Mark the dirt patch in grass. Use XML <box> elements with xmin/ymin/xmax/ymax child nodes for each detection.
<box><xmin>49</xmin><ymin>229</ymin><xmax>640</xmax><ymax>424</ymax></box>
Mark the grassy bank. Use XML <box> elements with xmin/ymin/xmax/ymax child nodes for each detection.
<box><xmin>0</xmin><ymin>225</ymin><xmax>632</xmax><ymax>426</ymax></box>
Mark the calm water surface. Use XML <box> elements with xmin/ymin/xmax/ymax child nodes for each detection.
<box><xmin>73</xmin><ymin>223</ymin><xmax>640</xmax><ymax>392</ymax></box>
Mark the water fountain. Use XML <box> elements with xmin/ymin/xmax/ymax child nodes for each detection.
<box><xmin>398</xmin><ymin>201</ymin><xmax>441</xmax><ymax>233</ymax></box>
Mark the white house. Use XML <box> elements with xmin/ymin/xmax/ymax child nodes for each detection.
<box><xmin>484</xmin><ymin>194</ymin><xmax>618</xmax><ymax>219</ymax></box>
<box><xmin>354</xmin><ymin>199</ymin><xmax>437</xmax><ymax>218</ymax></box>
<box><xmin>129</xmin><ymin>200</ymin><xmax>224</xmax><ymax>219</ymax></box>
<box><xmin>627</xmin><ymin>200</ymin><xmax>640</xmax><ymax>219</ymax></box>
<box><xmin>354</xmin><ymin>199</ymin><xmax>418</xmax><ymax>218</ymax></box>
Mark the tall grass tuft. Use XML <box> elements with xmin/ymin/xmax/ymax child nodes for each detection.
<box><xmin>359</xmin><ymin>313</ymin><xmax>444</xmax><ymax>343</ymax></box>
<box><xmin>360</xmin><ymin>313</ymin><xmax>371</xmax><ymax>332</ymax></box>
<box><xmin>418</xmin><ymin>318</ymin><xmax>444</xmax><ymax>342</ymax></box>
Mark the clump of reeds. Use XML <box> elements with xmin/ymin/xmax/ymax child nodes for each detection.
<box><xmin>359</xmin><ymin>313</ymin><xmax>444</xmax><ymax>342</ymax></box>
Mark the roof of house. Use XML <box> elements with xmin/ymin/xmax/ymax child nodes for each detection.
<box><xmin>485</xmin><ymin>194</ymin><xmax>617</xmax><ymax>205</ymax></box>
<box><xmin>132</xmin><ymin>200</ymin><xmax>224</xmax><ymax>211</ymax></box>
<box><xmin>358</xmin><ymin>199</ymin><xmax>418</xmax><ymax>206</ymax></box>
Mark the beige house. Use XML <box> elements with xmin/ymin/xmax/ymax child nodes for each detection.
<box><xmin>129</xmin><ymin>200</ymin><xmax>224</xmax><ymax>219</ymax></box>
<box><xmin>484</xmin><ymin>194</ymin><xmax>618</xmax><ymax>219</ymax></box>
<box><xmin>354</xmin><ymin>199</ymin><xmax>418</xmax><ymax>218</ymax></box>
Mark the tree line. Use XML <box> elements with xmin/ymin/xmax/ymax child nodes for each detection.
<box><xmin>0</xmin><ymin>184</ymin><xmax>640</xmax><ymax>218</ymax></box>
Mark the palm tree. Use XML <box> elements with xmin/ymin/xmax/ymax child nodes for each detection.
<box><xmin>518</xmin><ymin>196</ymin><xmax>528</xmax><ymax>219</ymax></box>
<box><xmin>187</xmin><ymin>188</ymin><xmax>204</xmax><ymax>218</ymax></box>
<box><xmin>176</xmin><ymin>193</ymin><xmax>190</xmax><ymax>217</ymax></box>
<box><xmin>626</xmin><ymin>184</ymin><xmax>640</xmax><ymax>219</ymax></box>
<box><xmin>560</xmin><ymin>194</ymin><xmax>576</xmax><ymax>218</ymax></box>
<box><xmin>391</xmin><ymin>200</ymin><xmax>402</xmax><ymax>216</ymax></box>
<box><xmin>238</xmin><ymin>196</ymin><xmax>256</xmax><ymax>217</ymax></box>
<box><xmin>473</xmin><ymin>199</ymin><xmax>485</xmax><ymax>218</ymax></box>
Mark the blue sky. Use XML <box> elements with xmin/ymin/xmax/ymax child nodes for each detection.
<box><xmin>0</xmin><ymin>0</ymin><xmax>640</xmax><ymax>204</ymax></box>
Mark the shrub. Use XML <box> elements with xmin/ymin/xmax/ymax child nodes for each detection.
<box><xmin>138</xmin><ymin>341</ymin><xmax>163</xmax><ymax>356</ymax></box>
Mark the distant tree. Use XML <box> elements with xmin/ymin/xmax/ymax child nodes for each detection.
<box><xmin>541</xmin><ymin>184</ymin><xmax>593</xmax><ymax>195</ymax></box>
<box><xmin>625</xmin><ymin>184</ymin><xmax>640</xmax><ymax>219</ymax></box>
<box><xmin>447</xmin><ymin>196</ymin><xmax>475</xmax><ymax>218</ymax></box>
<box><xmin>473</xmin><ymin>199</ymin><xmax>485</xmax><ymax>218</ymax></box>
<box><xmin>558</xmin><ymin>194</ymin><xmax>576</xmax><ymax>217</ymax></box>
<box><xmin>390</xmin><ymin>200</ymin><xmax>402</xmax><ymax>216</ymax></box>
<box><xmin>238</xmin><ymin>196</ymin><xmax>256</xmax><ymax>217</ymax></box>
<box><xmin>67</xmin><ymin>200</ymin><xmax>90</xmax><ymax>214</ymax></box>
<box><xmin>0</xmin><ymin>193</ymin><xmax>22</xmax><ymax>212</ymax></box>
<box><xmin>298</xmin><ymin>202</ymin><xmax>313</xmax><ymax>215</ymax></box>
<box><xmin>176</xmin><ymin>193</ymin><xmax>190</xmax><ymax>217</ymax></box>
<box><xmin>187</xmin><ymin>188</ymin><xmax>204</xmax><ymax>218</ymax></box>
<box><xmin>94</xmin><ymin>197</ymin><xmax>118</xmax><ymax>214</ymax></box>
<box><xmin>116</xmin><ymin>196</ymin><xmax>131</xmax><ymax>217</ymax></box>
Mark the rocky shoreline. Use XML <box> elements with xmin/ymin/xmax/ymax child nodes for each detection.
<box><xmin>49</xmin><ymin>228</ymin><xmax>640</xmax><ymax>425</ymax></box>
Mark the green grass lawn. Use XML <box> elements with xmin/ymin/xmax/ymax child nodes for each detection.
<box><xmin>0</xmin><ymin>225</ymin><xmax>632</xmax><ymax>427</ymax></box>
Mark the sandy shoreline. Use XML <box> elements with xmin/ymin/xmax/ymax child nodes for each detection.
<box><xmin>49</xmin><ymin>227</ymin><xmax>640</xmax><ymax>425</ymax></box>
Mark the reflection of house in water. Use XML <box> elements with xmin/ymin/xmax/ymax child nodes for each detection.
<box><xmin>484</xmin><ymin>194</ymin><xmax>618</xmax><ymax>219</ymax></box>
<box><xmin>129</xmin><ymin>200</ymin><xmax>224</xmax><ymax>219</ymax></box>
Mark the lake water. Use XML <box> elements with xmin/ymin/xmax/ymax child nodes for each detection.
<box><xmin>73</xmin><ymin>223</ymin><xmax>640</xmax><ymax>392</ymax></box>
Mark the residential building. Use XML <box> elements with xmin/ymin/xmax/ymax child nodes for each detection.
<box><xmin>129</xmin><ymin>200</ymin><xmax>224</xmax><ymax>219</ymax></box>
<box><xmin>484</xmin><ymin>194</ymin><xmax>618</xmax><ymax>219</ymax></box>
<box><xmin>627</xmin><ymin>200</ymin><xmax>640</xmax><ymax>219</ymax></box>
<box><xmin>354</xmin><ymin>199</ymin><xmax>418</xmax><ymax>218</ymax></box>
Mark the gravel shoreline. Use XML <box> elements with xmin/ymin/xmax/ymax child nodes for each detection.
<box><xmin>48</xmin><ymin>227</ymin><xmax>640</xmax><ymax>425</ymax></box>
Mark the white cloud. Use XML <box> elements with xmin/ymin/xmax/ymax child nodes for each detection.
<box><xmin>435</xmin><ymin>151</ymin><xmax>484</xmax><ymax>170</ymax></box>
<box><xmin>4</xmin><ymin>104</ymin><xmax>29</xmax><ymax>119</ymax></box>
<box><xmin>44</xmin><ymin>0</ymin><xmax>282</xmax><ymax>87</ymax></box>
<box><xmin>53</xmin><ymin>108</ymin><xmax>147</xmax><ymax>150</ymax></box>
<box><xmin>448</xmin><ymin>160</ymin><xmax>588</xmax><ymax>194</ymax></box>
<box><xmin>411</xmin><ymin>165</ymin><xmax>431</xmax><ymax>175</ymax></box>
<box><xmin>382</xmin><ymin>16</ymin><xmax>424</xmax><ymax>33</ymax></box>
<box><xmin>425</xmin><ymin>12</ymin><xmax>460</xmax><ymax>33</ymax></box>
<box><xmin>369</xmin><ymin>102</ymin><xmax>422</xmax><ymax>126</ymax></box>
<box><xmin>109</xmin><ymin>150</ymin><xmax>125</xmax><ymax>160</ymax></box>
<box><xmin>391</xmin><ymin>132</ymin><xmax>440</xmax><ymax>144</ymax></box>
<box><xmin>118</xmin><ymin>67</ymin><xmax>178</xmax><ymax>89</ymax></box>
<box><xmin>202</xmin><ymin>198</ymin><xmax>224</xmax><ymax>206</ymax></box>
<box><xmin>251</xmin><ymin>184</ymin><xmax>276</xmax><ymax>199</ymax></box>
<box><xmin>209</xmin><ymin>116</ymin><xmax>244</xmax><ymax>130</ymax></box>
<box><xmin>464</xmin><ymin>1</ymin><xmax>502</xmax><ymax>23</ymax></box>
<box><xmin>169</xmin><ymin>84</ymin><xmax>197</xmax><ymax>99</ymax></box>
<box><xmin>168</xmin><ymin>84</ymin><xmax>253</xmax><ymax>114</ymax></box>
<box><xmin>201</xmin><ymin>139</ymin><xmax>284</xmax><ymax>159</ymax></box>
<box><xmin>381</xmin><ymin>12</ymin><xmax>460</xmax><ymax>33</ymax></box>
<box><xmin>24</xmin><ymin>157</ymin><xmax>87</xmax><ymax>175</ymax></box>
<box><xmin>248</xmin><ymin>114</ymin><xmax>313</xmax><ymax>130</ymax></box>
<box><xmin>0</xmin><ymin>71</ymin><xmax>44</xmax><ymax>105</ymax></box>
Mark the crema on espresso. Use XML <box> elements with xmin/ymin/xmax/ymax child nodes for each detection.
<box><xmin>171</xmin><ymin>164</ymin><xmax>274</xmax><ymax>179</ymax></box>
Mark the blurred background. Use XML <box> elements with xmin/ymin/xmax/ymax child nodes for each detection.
● ● ● ● ●
__Task goal__.
Return the lines above, from the one containing "Mark the crema" to the end, exactly as they stand.

__Output of the exercise__.
Mark the crema on espresso. Use XML <box> elements with xmin/ymin/xmax/ymax child nodes for each detection.
<box><xmin>171</xmin><ymin>164</ymin><xmax>274</xmax><ymax>179</ymax></box>
Mark the blurred background. Use XML <box> elements with xmin/ymin/xmax/ymax child nodes for each detection.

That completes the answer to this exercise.